>> START Text block

- IOC code: SWZ
- NOC: Swaziland Olympic and Commonwealth Games Association
- Website: www.socga.org.sz

in Rio de Janeiro
- Competitors: 2 in 1 sport
- Flag bearer: Sibusiso Matsenjwa
- Medals: Gold 0 Silver 0 Bronze 0 Total 0

Summer Olympics appearances (overview)
- 1972; 1976–1980; 1984; 1988; 1992; 1996; 2000; 2004; 2008; 2012; 2016; 2020; 2024;

= Swaziland at the 2016 Summer Olympics =

Swaziland competed at the 2016 Summer Olympics in Rio de Janeiro, Brazil, from 5 to 21 August 2016. The country's participation in Rio de Janeiro marked its tenth appearance at the Summer Olympics since its debut in 1972. The delegation included two track and field athletes: Sibusiso Matsenjwa in the men's 200 metres and Phumlile Ndzinisa in the women's 100 metres. Both athletes participated at the Games through wildcard places since they did not meet the required standards to qualify. Neither athletes progressed past their heats, although Matsenjwa set a new national record.

>> END Text block
>> START Source data

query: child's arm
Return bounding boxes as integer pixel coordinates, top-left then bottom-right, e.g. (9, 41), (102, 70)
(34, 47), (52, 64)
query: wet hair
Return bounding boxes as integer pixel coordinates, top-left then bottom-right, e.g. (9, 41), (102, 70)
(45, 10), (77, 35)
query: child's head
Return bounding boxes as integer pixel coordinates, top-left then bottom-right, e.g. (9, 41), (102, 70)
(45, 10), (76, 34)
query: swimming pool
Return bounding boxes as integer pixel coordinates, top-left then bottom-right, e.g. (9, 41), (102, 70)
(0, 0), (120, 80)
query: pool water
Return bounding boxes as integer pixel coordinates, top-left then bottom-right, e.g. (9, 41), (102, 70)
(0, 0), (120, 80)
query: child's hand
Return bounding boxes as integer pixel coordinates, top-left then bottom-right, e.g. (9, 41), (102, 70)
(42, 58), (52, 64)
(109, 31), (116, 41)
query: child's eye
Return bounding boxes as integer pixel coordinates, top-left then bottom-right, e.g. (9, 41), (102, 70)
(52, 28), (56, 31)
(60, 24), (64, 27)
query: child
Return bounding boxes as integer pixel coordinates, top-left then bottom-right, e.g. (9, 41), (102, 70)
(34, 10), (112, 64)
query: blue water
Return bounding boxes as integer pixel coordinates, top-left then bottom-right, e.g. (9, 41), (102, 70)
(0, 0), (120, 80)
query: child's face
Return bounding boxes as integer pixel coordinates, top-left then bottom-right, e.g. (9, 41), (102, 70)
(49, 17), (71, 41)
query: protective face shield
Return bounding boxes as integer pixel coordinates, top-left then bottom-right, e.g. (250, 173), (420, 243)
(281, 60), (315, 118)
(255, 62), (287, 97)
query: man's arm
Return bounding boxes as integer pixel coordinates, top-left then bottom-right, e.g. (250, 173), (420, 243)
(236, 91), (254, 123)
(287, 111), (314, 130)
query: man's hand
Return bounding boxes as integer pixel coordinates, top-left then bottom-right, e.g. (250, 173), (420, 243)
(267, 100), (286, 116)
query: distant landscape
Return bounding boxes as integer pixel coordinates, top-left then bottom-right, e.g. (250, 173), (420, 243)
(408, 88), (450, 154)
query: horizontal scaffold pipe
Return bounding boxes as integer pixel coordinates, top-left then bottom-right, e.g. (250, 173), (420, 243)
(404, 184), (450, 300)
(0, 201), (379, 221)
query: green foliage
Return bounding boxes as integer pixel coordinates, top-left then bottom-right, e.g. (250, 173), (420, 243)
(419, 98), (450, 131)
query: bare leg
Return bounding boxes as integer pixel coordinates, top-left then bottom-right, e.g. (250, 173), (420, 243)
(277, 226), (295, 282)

>> END Source data

▸ To be done
A) In the text on Swaziland at the 2016 Summer Olympics, which event did Phumlile Ndzinisa compete in?
B) Reproduce the stretch of the records from their start through the line containing "(34, 47), (52, 64)", both ends included, with the requests. Multiply every bounding-box coordinate in the answers by 2 and round to whole numbers, halves up. Leave the requests and their sample coordinates unchanged, and output only those lines.

▸ Answers to each task
A) The women's 100 metres.

B)
query: child's arm
Return bounding boxes as integer pixel coordinates, top-left then bottom-right, e.g. (9, 41), (102, 70)
(68, 94), (104, 128)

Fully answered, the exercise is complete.